Exercise description ::
Can you write out the listing below again, swapping every "point" for "marker" and keeping everything else unchanged?

[Object pointing dataset rows]
++++++

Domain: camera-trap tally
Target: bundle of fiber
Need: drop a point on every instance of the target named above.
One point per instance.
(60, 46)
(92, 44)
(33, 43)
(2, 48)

++++++

Response to this exercise ::
Domain: camera-trap tally
Target: bundle of fiber
Need: drop a marker on every instance of the target named above.
One marker per instance.
(60, 46)
(92, 44)
(33, 43)
(2, 48)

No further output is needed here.